TEXTO PROPORCIONADO
La rosa inaccesible

Joaquín García Huidobro | Sección: Familia, Política, Sociedad

Los activistas de la causa gay están de fiesta. La Corte Suprema norteamericana ha declarado que la prohibición del llamado matrimonio homosexual resulta contraria a la igualdad ante la ley establecida en la Constitución. Ahora pueden pensar que sus uniones son exactamente iguales a la de George Washington y su esposa Martha, o al matrimonio de John Adams y la gran Abigail.

¿Es discriminatoria la prohibición del “matrimonio” homosexual, como piensa la mayoría del Tribunal más famoso del mundo? Depende de lo que entendamos por matrimonio. El juez Roberts, de la minoría, reprochaba la arbitrariedad de sus colegas a la hora de redefinir esa institución: “La decisión de la mayoría es un acto de la voluntad, no un fallo jurídico. (…) Como resultado, el Tribunal invalida las leyes sobre el matrimonio de más de la mitad de los estados y ordena la transformación de una institución social que ha sido la base de la sociedad humana durante milenios, desde los bosquimanos del Kalahari y los chinos Han, los cartagineses y los aztecas. ¿Quiénes creemos que somos?”.

DATOS PROPORCIONADOS
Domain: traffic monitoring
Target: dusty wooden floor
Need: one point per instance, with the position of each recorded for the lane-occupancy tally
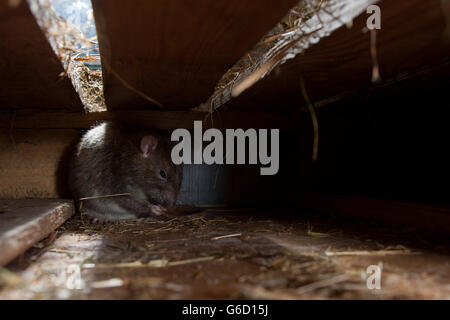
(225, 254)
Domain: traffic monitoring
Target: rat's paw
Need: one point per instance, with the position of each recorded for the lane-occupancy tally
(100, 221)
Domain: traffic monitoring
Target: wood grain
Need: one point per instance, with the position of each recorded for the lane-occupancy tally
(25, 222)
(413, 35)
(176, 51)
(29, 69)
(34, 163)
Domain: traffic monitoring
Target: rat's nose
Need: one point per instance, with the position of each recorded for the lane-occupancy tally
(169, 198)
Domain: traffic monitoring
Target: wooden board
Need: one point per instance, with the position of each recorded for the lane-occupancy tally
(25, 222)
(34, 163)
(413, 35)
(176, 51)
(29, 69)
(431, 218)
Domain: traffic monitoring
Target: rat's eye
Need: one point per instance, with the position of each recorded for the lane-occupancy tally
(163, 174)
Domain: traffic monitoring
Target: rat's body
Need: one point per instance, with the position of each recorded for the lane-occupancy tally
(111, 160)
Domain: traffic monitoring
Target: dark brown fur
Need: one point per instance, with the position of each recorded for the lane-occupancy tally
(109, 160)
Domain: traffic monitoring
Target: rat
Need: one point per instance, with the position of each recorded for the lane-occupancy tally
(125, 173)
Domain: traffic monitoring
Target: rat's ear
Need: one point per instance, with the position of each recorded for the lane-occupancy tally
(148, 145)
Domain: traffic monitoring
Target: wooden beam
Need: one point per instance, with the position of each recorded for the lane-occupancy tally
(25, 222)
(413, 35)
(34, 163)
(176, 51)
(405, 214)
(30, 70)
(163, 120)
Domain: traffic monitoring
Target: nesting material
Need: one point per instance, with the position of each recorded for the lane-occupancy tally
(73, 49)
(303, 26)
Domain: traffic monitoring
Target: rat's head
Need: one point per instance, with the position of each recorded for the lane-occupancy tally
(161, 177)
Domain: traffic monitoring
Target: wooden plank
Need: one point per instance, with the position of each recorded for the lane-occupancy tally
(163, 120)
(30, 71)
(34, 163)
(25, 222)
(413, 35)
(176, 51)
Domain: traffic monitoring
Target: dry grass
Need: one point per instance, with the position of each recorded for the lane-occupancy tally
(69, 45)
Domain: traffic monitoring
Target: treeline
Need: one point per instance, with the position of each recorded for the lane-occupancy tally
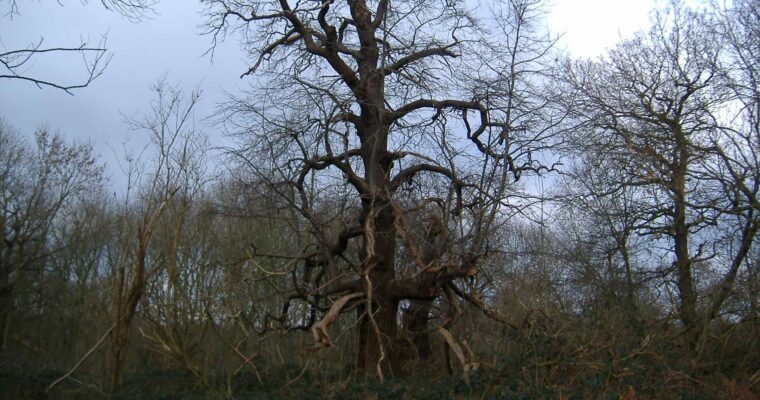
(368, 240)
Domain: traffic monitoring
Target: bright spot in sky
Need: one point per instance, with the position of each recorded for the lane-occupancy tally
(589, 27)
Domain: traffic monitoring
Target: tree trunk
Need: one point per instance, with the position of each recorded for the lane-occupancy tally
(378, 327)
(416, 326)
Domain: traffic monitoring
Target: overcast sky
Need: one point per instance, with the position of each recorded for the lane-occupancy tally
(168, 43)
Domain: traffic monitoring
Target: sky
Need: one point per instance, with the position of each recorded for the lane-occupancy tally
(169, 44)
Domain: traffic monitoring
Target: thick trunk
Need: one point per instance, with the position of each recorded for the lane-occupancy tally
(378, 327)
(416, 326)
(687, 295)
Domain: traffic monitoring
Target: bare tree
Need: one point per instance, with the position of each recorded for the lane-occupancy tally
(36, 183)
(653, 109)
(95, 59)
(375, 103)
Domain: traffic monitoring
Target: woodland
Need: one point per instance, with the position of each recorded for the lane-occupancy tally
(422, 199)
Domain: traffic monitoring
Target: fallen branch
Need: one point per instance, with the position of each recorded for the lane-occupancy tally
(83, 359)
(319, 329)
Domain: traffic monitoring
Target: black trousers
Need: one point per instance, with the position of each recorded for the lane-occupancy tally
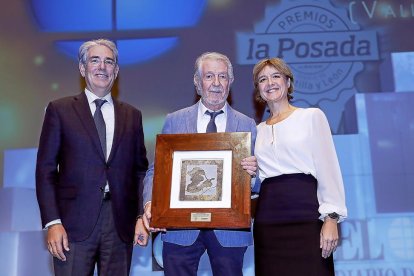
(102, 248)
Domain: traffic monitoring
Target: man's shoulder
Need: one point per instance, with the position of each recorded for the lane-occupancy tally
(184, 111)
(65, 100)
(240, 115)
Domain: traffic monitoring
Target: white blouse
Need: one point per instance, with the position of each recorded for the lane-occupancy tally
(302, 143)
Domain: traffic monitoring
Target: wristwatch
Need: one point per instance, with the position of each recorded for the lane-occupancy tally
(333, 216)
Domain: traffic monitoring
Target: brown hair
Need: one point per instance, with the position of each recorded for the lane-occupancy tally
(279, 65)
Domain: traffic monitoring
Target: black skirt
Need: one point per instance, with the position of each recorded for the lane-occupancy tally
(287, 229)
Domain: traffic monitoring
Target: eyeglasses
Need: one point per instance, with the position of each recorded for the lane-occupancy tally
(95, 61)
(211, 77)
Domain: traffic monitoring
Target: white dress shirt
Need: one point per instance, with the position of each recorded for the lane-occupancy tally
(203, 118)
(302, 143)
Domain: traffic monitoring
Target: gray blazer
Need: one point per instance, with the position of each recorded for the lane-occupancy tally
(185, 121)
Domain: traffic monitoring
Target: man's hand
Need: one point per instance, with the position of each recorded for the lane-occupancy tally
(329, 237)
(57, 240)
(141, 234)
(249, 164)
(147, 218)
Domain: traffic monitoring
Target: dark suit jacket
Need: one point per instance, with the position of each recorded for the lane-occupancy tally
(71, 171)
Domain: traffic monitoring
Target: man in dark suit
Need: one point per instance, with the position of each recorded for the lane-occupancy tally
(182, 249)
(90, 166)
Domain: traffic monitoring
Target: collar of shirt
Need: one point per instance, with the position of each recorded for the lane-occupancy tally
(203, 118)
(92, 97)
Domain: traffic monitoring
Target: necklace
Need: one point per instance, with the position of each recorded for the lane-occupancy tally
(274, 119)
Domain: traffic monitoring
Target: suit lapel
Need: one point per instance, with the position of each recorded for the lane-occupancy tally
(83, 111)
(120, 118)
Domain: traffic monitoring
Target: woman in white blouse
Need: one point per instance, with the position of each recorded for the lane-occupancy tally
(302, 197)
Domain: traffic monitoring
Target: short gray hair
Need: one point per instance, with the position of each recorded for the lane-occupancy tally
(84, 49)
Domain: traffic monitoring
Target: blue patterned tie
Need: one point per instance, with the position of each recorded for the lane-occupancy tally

PROBLEMA 1
Responde con datos del texto:
(a) ¿Qué tribunal declaró que la prohibición del matrimonio homosexual es contraria a la igualdad ante la ley?
(b) ¿A qué juez de la minoría se cita?
(c) Según esa cita, ¿en qué proporción de los estados quedan invalidadas las leyes sobre el matrimonio?
PROBLEMA 2
Copia, por favor, el fragmento del texto que empieza con "Joaquín García Huidobro" y sigue hasta "la gran Abigail.".
PROBLEMA 3
Indica si cada afirmación coincide con el texto:
(a) El juez Roberts formaba parte de la mayoría del Tribunal.
(b) En la cita de Roberts, el matrimonio se presenta como base de la sociedad humana durante milenios.
(c) Roberts considera que la decisión de la mayoría es un fallo jurídico.
El material anterior es independiente del texto.

RESULTADO 1
(a) La Corte Suprema norteamericana.
(b) Al juez Roberts.
(c) En más de la mitad de los estados.

RESULTADO 2
Joaquín García Huidobro | Sección: Familia, Política, Sociedad

Los activistas de la causa gay están de fiesta. La Corte Suprema norteamericana ha declarado que la prohibición del llamado matrimonio homosexual resulta contraria a la igualdad ante la ley establecida en la Constitución. Ahora pueden pensar que sus uniones son exactamente iguales a la de George Washington y su esposa Martha, o al matrimonio de John Adams y la gran Abigail.

RESULTADO 3
(a) No: "El juez Roberts, de la minoría".
(b) Sí: "una institución social que ha sido la base de la sociedad humana durante milenios".
(c) No: "La decisión de la mayoría es un acto de la voluntad, no un fallo jurídico."